- **YOUR GOAL**
Retype the listing that follows, word for word.
** Begin **
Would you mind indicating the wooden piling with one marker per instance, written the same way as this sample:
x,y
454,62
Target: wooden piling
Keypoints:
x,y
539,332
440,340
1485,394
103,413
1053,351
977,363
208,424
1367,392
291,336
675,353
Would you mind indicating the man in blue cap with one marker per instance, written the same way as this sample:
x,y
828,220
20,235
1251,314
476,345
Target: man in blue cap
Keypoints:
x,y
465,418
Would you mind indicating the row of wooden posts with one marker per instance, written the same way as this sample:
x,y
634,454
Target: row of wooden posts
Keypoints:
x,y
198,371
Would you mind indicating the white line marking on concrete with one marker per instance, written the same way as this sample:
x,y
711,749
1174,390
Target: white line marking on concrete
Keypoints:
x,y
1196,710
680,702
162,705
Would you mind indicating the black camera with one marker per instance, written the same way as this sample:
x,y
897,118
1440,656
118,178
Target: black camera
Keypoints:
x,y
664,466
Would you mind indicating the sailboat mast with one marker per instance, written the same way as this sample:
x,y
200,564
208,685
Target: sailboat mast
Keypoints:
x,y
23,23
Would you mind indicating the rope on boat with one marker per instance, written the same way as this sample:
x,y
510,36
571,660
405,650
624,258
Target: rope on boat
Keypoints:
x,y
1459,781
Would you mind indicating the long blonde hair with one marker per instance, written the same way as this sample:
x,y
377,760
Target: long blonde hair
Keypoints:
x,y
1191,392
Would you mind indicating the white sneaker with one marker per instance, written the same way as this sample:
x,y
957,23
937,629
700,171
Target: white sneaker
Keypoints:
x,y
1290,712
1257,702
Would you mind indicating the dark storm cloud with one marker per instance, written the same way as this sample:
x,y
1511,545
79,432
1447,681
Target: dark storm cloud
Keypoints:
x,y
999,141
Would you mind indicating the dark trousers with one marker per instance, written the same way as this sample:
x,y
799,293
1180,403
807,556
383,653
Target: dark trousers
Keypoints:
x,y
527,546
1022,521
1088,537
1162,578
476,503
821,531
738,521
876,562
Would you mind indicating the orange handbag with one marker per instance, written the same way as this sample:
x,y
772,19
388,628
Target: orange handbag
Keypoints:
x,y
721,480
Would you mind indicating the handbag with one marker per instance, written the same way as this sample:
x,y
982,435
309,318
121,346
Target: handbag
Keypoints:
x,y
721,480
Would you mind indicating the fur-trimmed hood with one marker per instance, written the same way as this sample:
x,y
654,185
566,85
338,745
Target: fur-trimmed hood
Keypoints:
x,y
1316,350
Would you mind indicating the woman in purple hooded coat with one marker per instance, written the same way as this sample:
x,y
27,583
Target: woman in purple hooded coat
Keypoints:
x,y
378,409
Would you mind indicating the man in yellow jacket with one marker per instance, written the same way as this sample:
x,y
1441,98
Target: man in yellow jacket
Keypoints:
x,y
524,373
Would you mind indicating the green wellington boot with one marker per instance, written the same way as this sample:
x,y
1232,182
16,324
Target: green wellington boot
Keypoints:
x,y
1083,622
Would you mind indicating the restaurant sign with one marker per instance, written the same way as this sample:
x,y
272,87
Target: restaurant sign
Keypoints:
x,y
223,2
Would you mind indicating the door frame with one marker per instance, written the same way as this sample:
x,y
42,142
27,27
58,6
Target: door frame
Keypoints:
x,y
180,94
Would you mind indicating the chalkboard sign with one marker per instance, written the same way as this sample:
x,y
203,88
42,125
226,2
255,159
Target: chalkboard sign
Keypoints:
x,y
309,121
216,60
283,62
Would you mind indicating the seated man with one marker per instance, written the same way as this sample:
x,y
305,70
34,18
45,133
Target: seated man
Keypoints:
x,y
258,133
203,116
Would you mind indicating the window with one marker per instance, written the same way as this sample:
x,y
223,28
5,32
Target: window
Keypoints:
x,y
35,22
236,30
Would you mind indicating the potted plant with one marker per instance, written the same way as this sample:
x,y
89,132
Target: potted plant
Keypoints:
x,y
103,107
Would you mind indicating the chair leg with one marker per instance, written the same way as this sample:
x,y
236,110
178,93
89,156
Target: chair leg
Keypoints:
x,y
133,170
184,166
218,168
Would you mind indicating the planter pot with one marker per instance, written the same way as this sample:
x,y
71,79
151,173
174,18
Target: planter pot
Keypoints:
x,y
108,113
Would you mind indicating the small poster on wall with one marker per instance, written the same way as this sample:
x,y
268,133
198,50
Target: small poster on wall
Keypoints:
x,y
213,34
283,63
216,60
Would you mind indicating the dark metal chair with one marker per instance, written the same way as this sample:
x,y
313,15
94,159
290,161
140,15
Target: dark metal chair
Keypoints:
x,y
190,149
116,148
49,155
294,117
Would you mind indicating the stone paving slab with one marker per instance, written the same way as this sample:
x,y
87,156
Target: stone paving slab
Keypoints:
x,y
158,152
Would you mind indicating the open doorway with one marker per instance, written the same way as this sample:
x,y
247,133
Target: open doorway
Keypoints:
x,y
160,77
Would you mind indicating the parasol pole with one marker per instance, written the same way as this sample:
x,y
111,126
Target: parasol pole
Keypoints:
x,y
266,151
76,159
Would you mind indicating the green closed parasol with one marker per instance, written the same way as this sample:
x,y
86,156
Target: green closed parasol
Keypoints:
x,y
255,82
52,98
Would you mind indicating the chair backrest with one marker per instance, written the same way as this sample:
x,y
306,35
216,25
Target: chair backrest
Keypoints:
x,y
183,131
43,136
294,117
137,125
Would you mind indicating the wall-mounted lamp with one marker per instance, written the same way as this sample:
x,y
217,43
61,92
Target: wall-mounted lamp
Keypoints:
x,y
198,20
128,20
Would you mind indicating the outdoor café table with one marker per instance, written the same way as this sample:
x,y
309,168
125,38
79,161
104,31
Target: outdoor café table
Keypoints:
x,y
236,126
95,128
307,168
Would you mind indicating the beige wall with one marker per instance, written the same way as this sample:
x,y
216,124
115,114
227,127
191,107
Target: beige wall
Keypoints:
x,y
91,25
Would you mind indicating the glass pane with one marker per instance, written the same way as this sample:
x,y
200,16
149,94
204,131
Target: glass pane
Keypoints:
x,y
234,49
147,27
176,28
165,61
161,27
** End **
- **FULL SOLUTION**
Would you mind indicating the wooden piling with one marker per instance, written the same way as this sample:
x,y
454,62
Target: wooden piling
Keypoints:
x,y
539,332
440,340
1485,394
103,413
1053,351
977,363
208,424
1367,392
291,336
675,353
Would you mind indicating the man in blue cap with one marker per instance, written the same way as this sample:
x,y
828,220
20,235
1251,314
476,345
Target: man in blue cap
Keypoints:
x,y
465,418
Would you mind indicating the row of wooden posts with one marker per instance, written the same way as this sample:
x,y
634,454
Target: row of wooden posts
Keypoints:
x,y
198,371
Would you mind indicating the white line marking on concrete with one marker per instance, written the same way as this sample:
x,y
711,749
1174,390
Target: white line marking on concrete
Keypoints:
x,y
1196,710
680,702
162,705
Would you mind indicating the black camera with one marker per instance, written the same way as this sample:
x,y
897,118
1440,656
118,178
Target: black camera
Keypoints:
x,y
664,466
Would you mind indicating the sailboat mast with one marker per instance, written the same way as this sample:
x,y
200,564
208,685
Target: sailboat mast
Keypoints:
x,y
23,23
Would you mind indicating the rope on boat with one marker per instance, written the same way as this sample:
x,y
510,36
571,660
405,650
624,258
Target: rope on boat
Keypoints:
x,y
1459,781
Would you mind indicating the long blonde hair with one marker per instance, written the same way as this sample:
x,y
377,760
Target: long blonde hair
Keypoints:
x,y
1191,392
Would you mind indicating the white sneaker with one marker per instance, written the same way as this sample:
x,y
957,23
937,629
700,171
Target: white sneaker
Keypoints:
x,y
1290,712
1257,702
Would you mind indicating the dark storm cloud with one marker per instance, written the same way as this sample:
x,y
1511,545
79,432
1447,681
Target: dark storm cloud
Keypoints:
x,y
999,141
Would you mind indicating the dark trousers with one marker per instance, written the same way as this sample:
x,y
799,293
1180,403
807,556
383,653
Target: dark trousers
Keypoints:
x,y
527,546
1022,521
1088,537
1162,578
476,503
821,531
738,521
876,562
Would you mind indicating the orange handbag with one marker per instance, written the same way as this sample:
x,y
772,19
388,628
Target: orange handbag
Keypoints:
x,y
721,480
Would you mind indicating the handbag with one marker per instance, written the same way as this sample:
x,y
982,435
309,318
121,346
Target: handbag
Keypoints:
x,y
721,480
Would you mind indicating the fur-trimmed hood with one marker per instance, written the same way as this sample:
x,y
654,185
566,85
338,745
Target: fur-trimmed hood
Keypoints:
x,y
1316,350
Would you mind indicating the woman in purple hooded coat with one marker per instance, written the same way as this sample:
x,y
27,583
Target: woman in purple hooded coat
Keypoints:
x,y
378,409
Would you mind indicating the man in yellow jacket with one marker per instance, written the same way as this sample:
x,y
1441,98
Target: man in yellow jacket
Keypoints:
x,y
524,373
Would you mind indicating the green wellington boot with one marker per instance, written the same way as this sample:
x,y
1232,182
16,324
Target: green wellington boot
Keypoints:
x,y
1083,622
Would you mind indicating the restaurant sign with one marker per instance, written the same way as this sample:
x,y
272,87
Target: restaurant sign
Keypoints:
x,y
223,2
Would you mind indicating the door frame with one marker per instance, written the same way as this sample:
x,y
42,142
27,27
58,6
Target: door frame
Keypoints:
x,y
180,94
Would you mind indicating the chalkboard sign with one marker per instance, written the same way as this sample:
x,y
203,88
42,125
226,2
255,159
Target: chalkboard sign
Keypoints:
x,y
309,121
216,60
283,62
Would you mind indicating the seated man with one marker per instance, written the same way as this sample:
x,y
305,70
34,18
45,133
Target: seated man
Keypoints:
x,y
258,133
203,116
Would you mind indicating the window with one marker per instance, written the same way as this sample:
x,y
223,28
5,32
Target: window
Keypoints:
x,y
35,22
236,30
Would you mind indicating the potted plant with one marker per instance, written the same way as this sample:
x,y
89,132
Target: potted plant
Keypoints:
x,y
103,107
Would you mind indicating the chair leg with one marker per instance, written the same way as this sample:
x,y
236,110
178,93
89,156
Target: chair leg
Keypoints:
x,y
133,170
184,166
218,168
Would you mind indicating the planter pot with one marker per instance, written the same way as this sample:
x,y
71,79
151,173
174,18
Target: planter pot
Keypoints:
x,y
108,113
Would you mind indicating the small poster on wall with one marker per instance, written the same way as this sample:
x,y
268,133
198,50
Target: small poster on wall
Keypoints:
x,y
213,34
283,63
216,60
Would you mind indicating the dark metal chair with one marker per instance, written the same way as this sample:
x,y
313,15
94,159
290,161
140,15
Target: dark metal chair
Keypoints:
x,y
190,149
116,148
49,155
294,117
Would you mind indicating the stone paving slab with one marker per instance, written the same way as this sample:
x,y
87,156
Target: stone paving slab
Keypoints:
x,y
158,152
Would you mind indicating the open doorway with one marker per instance, written the same way as this sample:
x,y
247,133
Target: open doorway
Keypoints:
x,y
160,77
Would you mind indicating the parasol pole with one marker per instance, written the same way as this sample:
x,y
111,126
Target: parasol pole
Keypoints:
x,y
266,151
76,159
Would you mind indicating the green closed parasol with one marker per instance, written the same way as this sample:
x,y
86,156
Target: green closed parasol
Keypoints:
x,y
255,82
52,98
Would you mind indicating the chair backrest with one marker per instance, written the same way as this sample:
x,y
306,35
216,25
Target: chair backrest
Keypoints:
x,y
183,131
43,136
294,117
137,125
Would you mind indicating the wall-mounted lamp with one marker per instance, written the same way as this sample:
x,y
217,43
61,92
Target: wall-mounted lamp
Keypoints:
x,y
198,20
128,20
Would you mind indicating the outdoor café table with one marker per instance, written the same way as this sample:
x,y
309,168
125,38
79,161
104,31
Target: outdoor café table
Keypoints:
x,y
236,126
95,128
307,168
Would you mind indicating the beige wall with one marker per instance, written the same way as this sample:
x,y
216,124
115,114
227,127
191,107
Target: beige wall
Keypoints:
x,y
91,25
Would you mind indicating the glass pane with one marker per instance, written the same way as this sample:
x,y
200,16
149,94
204,131
Target: glass pane
Keypoints:
x,y
234,49
147,27
176,28
165,61
161,27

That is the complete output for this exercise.